New Zealand academic, dentist and playwright (1947-2026)

John Renata Broughton (19 March 1947 – 15 September 2026) was a New Zealand academic and playwright. From 2012 he was a full professor at the University of Otago.

==Background==
Broughton was born in Hastings on 19 March 1947, the son of Leonard Broughton, from Ngāti Kahungunu who graduated from the University of Otago in medicine in 1944, and Margaret Evans, who was the granddaughter of Tame Parata. He attended Hastings Boys' High School.

He studied microbiology at Massey University, graduating Bachelor of Science in 1971, after which he worked at Glaxo Laboratories in Palmerston North for two years. From 1972–1973, Broughton worked at the Polynesian Cultural Center on Oahu in Hawaii. He returned to New Zealand in 1974 and studied dentistry at the University of Otago, graduating with a Bachelor of Dental Surgery in 1977. He worked as a dental house surgeon at Dunedin Hospital. He joined the New Zealand Territorial Force, and was commissioned as an officer in 1977; in 1992 he was awarded the Efficiency Decoration.

==Academic career==
Appointed a lecturer in Māori health at the University of Otago in 1989, Broughton did ground-breaking research on dental health in indigenous children in New Zealand, Australia and Canada. He completed a 2006 PhD titled Oranga niho: a review of Māori oral health service provision utilising a kaupapa Māori methodology at the University of Otago. In 2012, he was appointed a full professor at Otago, jointly in preventive and social medicine and Māori health, within the Department of Oral Diagnostic and Surgical Sciences. He was the associate dean (Māori) of the School of Dentistry at Otago.

- _MATERIAL SHOWN_:
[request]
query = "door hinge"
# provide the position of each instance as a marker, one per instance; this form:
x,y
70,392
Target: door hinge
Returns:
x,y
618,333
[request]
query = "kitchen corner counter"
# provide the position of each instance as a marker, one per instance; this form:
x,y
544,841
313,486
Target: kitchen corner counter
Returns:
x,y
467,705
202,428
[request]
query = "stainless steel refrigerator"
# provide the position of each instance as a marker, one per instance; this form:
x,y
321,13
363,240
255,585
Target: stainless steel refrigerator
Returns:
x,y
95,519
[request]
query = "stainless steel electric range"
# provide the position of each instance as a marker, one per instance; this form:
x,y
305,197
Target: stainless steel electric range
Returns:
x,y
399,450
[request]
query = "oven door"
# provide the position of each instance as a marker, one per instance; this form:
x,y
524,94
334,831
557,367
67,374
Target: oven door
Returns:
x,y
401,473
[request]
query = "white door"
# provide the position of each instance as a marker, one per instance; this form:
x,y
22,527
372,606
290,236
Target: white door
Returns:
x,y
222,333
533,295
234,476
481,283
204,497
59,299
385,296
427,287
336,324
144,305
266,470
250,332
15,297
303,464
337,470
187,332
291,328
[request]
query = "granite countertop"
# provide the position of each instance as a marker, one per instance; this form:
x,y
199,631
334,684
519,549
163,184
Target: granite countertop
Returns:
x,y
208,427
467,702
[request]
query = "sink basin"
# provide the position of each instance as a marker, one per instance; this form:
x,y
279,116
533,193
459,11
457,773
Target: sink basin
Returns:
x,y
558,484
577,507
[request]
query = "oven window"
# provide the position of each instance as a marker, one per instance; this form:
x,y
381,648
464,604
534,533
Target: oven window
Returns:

- _REQUIRED WORK_:
Write out the biography of John Renata Broughton from "New Zealand academic, dentist" up to and including "Boys' High School.", swapping "playwright" out for "dramatist". The material is separate from the biography of John Renata Broughton.

- _OUTPUT_:
New Zealand academic, dentist and dramatist (1947-2026)

John Renata Broughton (19 March 1947 – 15 September 2026) was a New Zealand academic and dramatist. From 2012 he was a full professor at the University of Otago.

==Background==
Broughton was born in Hastings on 19 March 1947, the son of Leonard Broughton, from Ngāti Kahungunu who graduated from the University of Otago in medicine in 1944, and Margaret Evans, who was the granddaughter of Tame Parata. He attended Hastings Boys' High School.